(Selected excerpt):

_ _ _ _

How small a man is, next to a boy.

I have tried writing a start to this post several times but the words make sense only in my head. Before reading on just know that all is well, but I said I would always be honest and here is the honest truth about the week I have just had here in South Africa.

It all began last year when I got wind of a possible trafficking occurring within our project. A he said she said rumour that one of our boys Mothers had said she 'wants to sell him'. Regardless, this must be taken seriously. So began the anxious search for this young man which meant walking through Hillbrow in the pitch black of night as a white man, looking for a child that might not be there. For those of you who do not know, Hillbrow is a suburb that half the time the emergency services will not go to because of a fear of being killed. 

Hillbrow

    

Now, I do not write this to brag saying 'I'm so tough', I am saying as to help with understanding this situation. Long story short, after the Mother had said she had no idea who I was talking about when asked where her son is, we finally managed to track him down and made sure he was at school the next day. Possible false alarm or potential prevention of the trafficking itself. As you can imagine, this was a rather emotional experience for me.

_ _ _ _

(Tasks to perform):
1. According to the Hillbrow post, why do the emergency services often refuse to go to Hillbrow?
2. Pick up the Hillbrow post after its final sentence and continue it.

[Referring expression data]

_ _ _ _

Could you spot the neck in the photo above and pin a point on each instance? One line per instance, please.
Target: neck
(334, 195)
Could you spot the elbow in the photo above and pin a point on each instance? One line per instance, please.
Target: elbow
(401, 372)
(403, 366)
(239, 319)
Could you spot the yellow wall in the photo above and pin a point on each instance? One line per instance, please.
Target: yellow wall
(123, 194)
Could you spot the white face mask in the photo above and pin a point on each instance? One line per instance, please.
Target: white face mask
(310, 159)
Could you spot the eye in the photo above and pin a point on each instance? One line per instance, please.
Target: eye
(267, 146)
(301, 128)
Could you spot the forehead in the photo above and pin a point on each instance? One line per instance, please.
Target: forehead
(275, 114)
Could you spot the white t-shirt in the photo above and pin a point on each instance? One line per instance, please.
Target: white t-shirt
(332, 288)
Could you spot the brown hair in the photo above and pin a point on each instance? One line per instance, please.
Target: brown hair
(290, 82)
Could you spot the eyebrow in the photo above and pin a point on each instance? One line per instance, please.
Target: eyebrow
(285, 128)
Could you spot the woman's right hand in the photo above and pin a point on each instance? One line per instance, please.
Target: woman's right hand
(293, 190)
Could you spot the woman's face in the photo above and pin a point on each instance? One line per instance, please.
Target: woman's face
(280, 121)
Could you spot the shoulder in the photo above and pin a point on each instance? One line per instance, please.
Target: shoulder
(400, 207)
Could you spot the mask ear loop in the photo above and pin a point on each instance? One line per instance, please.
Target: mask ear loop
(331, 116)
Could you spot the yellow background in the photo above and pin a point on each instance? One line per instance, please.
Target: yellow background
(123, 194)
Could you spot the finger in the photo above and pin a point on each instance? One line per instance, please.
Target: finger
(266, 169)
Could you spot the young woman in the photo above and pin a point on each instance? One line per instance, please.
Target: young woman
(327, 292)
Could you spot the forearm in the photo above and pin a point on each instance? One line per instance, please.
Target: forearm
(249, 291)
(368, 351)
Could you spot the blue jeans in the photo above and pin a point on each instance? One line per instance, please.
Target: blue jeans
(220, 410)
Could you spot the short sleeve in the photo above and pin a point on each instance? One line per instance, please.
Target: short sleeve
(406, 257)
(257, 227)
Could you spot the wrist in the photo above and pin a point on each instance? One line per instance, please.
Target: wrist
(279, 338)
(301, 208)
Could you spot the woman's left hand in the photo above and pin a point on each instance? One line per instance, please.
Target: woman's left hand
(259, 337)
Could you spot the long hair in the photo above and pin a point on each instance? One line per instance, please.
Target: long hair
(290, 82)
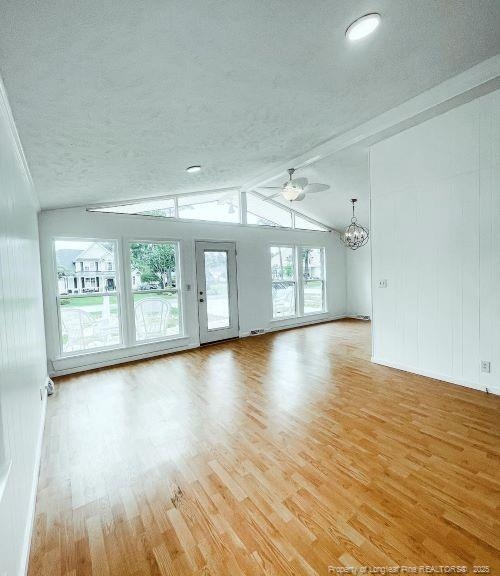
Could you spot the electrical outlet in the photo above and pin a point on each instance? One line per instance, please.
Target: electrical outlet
(485, 366)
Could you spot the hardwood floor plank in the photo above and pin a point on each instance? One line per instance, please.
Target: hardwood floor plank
(277, 455)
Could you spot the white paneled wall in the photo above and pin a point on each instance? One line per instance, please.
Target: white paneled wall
(436, 240)
(22, 351)
(358, 268)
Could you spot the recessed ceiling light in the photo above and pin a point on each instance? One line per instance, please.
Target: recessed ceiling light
(363, 26)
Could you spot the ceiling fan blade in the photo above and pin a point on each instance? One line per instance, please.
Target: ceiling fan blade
(302, 182)
(316, 187)
(226, 199)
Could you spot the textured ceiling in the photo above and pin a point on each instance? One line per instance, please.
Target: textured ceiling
(113, 100)
(347, 173)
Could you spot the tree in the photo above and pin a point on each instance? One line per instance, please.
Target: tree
(154, 262)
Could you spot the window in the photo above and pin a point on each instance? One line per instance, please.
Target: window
(264, 213)
(161, 207)
(284, 292)
(155, 290)
(313, 285)
(221, 206)
(88, 300)
(302, 292)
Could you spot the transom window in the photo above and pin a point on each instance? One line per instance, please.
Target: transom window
(229, 205)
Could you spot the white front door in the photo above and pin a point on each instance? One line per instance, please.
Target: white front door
(217, 291)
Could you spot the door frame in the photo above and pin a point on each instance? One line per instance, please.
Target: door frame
(218, 333)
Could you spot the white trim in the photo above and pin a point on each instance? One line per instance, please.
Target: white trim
(34, 488)
(297, 322)
(436, 375)
(459, 85)
(4, 103)
(122, 359)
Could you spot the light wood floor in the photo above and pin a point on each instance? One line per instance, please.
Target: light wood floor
(280, 454)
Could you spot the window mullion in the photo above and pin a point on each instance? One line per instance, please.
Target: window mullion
(300, 273)
(128, 299)
(243, 207)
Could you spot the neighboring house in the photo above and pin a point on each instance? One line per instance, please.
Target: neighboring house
(91, 270)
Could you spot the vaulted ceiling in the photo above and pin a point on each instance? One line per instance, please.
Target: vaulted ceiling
(113, 101)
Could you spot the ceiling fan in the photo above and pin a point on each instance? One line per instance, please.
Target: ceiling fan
(295, 189)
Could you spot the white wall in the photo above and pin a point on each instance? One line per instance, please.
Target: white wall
(358, 270)
(22, 351)
(254, 273)
(436, 239)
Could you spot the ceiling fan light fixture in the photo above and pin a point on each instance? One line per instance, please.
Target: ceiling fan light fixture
(363, 26)
(291, 191)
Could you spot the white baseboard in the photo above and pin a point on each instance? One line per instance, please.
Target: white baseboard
(121, 360)
(298, 324)
(436, 376)
(34, 488)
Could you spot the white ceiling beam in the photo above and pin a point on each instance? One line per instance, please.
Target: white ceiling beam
(487, 72)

_ _ _ _

(Answers to the problems):
1. They fear being killed there.

2.
Cut to this week, the young boy in question had his school bag stolen with the months money for groceries and rent in it, he was taking it from his mother to his uncle. It was taken, he was threatened and he ran away in fear. He was then beaten because he lost the money, by his family. This is how parenting operates in South Africa in many cases. In charge of damage control for this situation, it was my job to get to the bottom of this. 

I had nine students in the office all telling me different stories and I had to be stern and cold in order to get the truth and at the end of the day, this boy was trying to pin the blame on others. It broke my heart to have to tell him that the onus is on him and that it is not his fault even with said blame resting on his shoulders. Oxymoron, but you get my drift. This is the hard part of being here, is trying to relate to the situations of children that would not happen to me and have not happened to me, being an adult in a situation where the children in question have more experience than I, how unfair is that? It broke me, I knew the day was going to be tough after this. 

As I was finishing up with sorting this issue out, I got an emergency request that I meet with a social worker who wanted to meet one of the boys that I fear has Autism.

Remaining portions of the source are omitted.